Quoted passage:
◇ ◇ ◇

Approaching Tahiti by sea at sunrise was a sight to behold. Her craggy peaks emerged slowly from the mist, just as they must have for Captain Cook a very long time ago…..
On closer inspection, the capital Papeete was a veritable metropolis! The busy port that services the lofty green island welcomes large container and cruise ships, ferries, super yachts, and smaller boats like us. As we entered, we were amazed by an outrigger canoe overtaking us, doing in excess of 7 knots! Canoes remain part of daily life for many Polynesians, as well as being integral in the region’s history.
The airport is close to the port and the airstrip spans a small outcrop of land. Passing boats must seek permission to move past either end of the runway, so as not to hold up a plane by inadvertently being in the flight path!
After passing the airstrip twice looking for a spot to anchor while investigating marina options, we finally gratefully tied up in the Marina Pape’ete, smack bang in the middle of town. We were immediately aware of the early morning buzz of the city; people hurrying to buy baguettes, going to the market, exercising or going to work. What a change from the deserted motus we have been frequenting of late! We were so close to a pedestrian crossing on the main drag we could clearly hear the crossing instructions issued by the electronic voice; “rouge piton.” It became part of the soundtrack to our stay in the city, along with the strains of heartfelt and sometimes raucous karaoke!
After thoroughly enjoying a stint of city life in Pape’ete, we moved through several of the other Society Islands; Moorea, Huahine, Raiatea, and Tahaa. Bora Bora was but 2 hours away, and while it is one of the most well known of the Society Islands, tourism and consequent restrictions for yachts, along with our limited time frame meant that we decided to skip it. Cue collective groan, led by my daughter Bonnie?
Many of the highlights of our time in the Societies have been city life, (Bastille Day!) and being involved in the boating community. Whilst the islands are beautiful, they are heavily touristed compared with the last two island groups we visited.
- Participating in an outrigger canoe race. We joined a small rally from Tahiti to Moorea and the festivities included canoe races, fruit carrying races, and coconut splitting, along with social and information evenings. Almazul teamed up with Estehr of Sweden and Zelda to join locals in a series of social races as part of a fun day organised for the event. The pre race coaching session was perfunctory, and it soon became obvious that “someone” on our team had missed that paddlers should paddle on alternate sides. Several shouted instructions directing number 3 to change sides went unheeded as number 3 could not hear the vehement directive. (Neither could anyone else TBH) We were not victorious, in case you’re wondering.
- Learning about pearls. We have seen pearl farms in the water, been to a pearl museum, and finally to a pearl farm to learn about the process of cultivating pearls. It was fascinating! Parts of a particular mussel from the Mississippi are implanted along with a tiny piece of black oyster lip, and then the host oyster begins to wrap the invaders in its beautiful mother of pearl. There are many stages, but that is one of them. Tahiti and surrounds produces 95% of the world’s black pearls, and they are available everywhere from high end boutiques to market stalls. One can even fossick around in boxes of loose pearls to find a treasure, from €1 and (waaay!) upwards. Just wow!

◇ ◇ ◇

Data shown:
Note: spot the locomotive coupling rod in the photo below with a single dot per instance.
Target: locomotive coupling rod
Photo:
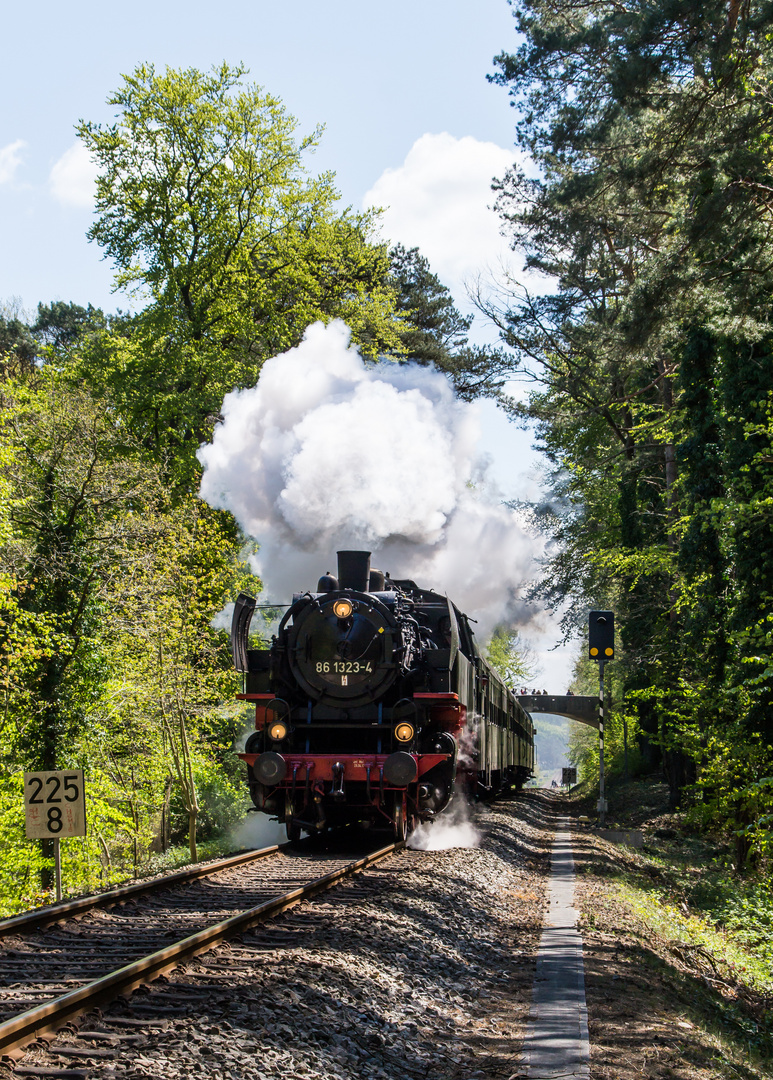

◇ ◇ ◇

Tasks:
1. Translate this sentence from the Tahiti travel story into Spanish: "The airport is close to the port and the airstrip spans a small outcrop of land."
2. Write out the part of the Tahiti travel story starting with "Approaching Tahiti by" and going on through "the region’s history.".
This data has nothing to do with the Tahiti travel story.

Solved tasks:
1. El aeropuerto está cerca del puerto y la pista de aterrizaje se extiende sobre un pequeño saliente de tierra.

2.
Approaching Tahiti by sea at sunrise was a sight to behold. Her craggy peaks emerged slowly from the mist, just as they must have for Captain Cook a very long time ago…..
On closer inspection, the capital Papeete was a veritable metropolis! The busy port that services the lofty green island welcomes large container and cruise ships, ferries, super yachts, and smaller boats like us. As we entered, we were amazed by an outrigger canoe overtaking us, doing in excess of 7 knots! Canoes remain part of daily life for many Polynesians, as well as being integral in the region’s history.